> **Exercise description**: Transcribe the material verbatim, starting at its first line and stopping once the line containing "positive clicks: (271, 83)" has been given; no picture should appear.

> **Given records**:

###

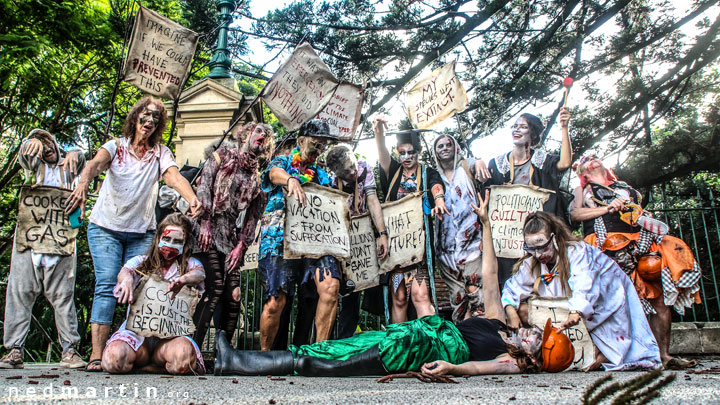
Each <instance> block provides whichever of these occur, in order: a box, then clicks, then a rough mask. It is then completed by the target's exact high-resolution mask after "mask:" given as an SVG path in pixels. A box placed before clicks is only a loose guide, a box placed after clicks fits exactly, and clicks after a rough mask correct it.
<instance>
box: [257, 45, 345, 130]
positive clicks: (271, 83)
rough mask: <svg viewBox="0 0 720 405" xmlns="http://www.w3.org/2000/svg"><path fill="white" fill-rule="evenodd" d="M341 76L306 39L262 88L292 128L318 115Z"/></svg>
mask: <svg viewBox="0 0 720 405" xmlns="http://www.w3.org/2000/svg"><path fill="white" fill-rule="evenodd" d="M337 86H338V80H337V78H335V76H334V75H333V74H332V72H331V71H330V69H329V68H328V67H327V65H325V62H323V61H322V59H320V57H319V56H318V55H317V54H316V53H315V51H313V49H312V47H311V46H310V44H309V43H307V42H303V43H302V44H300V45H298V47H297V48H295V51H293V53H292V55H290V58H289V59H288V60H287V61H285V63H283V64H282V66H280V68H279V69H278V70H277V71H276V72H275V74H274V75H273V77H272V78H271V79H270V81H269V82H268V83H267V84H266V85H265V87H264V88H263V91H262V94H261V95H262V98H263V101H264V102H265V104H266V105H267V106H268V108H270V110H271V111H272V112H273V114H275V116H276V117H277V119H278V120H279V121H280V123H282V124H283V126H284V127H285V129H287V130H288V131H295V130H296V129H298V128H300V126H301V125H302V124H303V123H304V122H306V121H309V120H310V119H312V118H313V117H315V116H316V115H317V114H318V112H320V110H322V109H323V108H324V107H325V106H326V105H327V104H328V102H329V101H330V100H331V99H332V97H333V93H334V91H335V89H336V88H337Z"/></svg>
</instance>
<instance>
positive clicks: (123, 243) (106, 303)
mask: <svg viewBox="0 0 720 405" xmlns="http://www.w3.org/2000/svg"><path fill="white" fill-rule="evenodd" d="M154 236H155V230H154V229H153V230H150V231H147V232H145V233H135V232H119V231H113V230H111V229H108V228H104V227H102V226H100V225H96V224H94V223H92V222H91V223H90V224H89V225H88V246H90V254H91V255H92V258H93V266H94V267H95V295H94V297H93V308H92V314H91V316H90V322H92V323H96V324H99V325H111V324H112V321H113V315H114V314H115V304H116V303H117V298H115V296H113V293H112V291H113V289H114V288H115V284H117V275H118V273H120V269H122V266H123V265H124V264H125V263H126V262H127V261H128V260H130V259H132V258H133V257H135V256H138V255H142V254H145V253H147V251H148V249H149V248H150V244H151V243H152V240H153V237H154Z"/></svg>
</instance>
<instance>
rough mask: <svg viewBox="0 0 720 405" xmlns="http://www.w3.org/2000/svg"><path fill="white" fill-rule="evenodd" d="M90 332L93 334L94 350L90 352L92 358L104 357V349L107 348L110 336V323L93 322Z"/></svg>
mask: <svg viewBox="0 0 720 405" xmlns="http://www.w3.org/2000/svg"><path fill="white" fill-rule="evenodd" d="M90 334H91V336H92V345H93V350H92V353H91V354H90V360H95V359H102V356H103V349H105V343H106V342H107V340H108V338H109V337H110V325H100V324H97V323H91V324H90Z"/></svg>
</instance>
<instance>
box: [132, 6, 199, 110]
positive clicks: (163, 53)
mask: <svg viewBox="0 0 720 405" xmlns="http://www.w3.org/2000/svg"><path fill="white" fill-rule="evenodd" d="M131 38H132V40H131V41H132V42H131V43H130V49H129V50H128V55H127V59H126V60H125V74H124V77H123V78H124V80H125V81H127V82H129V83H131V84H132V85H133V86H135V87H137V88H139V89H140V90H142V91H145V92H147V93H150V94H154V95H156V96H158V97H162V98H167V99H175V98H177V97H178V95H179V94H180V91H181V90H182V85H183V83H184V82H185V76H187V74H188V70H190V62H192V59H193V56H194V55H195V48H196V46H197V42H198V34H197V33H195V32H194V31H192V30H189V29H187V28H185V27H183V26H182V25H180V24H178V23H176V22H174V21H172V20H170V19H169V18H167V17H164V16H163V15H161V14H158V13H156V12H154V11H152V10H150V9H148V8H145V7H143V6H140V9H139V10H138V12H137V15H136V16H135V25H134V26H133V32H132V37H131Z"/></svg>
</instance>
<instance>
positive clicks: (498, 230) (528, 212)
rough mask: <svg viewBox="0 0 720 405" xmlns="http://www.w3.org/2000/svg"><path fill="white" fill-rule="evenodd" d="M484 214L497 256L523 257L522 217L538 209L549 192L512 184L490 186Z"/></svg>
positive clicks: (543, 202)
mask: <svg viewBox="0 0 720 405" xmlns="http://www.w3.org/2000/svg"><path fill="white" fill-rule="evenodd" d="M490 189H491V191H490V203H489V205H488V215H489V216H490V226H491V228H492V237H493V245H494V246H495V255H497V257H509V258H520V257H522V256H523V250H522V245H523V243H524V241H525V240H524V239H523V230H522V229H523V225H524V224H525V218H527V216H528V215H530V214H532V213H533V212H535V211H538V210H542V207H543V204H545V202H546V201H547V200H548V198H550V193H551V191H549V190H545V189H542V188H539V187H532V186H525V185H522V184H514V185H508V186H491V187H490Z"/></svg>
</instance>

###

> **Solution**:
Each <instance> block provides whichever of these occur, in order: a box, then clicks, then a rough mask. It is then completed by the target's exact high-resolution mask after "mask:" given as an SVG path in pixels. A box placed before clicks is only a loose guide, a box placed after clicks fits exactly, and clicks after a rough mask correct it.
<instance>
box: [257, 45, 345, 130]
positive clicks: (271, 83)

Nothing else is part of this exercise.